[Point-based annotation data]

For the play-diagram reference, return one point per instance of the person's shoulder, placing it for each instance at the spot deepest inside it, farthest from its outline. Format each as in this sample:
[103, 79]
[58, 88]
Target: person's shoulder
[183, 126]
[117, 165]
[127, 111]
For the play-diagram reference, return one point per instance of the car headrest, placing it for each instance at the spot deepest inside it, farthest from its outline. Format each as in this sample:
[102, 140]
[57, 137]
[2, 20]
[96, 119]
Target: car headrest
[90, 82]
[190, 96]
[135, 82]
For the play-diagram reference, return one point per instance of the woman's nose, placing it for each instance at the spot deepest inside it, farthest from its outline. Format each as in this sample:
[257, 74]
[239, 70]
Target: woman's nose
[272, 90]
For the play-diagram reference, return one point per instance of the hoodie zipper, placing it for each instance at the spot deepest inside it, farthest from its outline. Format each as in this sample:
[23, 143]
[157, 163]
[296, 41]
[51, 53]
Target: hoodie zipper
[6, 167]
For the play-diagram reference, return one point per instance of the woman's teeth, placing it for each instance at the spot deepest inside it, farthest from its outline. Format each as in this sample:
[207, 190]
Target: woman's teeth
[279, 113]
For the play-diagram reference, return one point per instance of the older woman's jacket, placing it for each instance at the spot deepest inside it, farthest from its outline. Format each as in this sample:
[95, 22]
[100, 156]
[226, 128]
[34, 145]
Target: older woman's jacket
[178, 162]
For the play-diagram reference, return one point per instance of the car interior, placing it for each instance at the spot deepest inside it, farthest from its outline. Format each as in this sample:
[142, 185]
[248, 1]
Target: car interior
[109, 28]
* * *
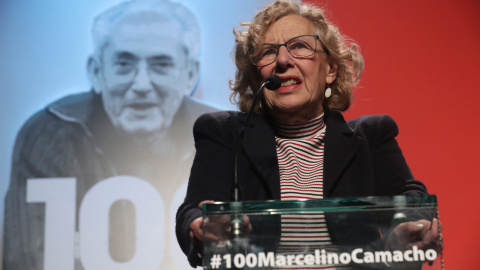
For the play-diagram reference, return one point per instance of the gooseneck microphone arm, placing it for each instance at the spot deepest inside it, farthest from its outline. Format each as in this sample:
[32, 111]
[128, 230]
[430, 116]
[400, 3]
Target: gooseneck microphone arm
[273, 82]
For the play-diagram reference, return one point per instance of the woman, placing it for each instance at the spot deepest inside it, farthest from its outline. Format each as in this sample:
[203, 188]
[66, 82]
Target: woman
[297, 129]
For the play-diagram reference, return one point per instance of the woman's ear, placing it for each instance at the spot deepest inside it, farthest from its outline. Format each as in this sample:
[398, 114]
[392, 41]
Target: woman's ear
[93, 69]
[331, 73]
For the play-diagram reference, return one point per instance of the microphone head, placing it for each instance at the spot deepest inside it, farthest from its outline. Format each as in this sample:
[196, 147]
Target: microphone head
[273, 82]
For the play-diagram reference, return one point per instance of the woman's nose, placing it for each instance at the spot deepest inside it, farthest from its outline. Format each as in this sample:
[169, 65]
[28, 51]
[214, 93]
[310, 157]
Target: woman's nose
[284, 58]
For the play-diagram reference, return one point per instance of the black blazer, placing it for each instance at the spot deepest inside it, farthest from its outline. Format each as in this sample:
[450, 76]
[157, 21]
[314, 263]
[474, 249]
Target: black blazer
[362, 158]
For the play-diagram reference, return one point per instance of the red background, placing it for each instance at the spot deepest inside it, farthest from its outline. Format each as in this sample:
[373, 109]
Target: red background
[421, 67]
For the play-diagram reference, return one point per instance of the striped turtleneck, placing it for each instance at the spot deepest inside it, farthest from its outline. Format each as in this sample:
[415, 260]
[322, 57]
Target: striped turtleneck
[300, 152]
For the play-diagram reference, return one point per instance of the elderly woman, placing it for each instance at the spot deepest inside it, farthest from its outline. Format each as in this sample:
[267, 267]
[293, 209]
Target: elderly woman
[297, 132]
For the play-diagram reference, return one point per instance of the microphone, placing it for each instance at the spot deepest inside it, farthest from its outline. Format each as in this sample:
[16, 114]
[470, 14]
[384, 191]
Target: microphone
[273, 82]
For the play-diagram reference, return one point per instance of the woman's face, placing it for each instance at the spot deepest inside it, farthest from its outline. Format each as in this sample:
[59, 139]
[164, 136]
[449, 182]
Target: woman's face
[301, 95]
--
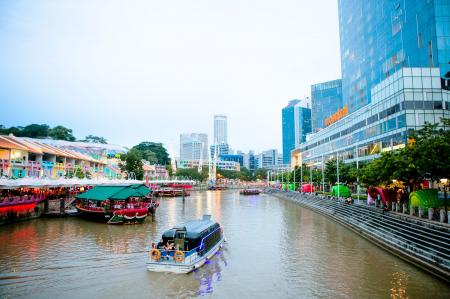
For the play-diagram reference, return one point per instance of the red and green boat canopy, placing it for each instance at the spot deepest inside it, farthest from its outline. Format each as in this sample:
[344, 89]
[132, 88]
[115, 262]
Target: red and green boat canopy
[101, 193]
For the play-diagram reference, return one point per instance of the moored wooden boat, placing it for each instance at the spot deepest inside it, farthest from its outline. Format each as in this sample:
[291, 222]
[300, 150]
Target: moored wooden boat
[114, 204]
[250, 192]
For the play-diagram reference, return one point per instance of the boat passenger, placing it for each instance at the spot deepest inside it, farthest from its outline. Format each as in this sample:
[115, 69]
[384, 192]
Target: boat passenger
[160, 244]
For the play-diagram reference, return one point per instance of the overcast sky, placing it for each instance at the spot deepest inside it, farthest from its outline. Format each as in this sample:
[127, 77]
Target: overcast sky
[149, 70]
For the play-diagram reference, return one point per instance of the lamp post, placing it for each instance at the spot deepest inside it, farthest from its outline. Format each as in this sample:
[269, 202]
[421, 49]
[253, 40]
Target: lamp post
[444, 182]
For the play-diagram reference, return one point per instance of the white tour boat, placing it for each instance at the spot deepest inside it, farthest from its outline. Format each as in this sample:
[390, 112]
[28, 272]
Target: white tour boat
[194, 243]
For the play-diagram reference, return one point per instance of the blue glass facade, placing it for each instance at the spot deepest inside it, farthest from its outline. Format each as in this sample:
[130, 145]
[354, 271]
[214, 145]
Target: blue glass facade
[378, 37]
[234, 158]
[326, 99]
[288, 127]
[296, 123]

#### [Task to complete]
Show each line in the rows above that contains the word "interior".

#### [Finished answer]
For the play-diagram reference, return one point per instance of the car interior, placing it for each instance at the spot deepest inside it, farthest from its outline. Format each as in this sample:
Target: car interior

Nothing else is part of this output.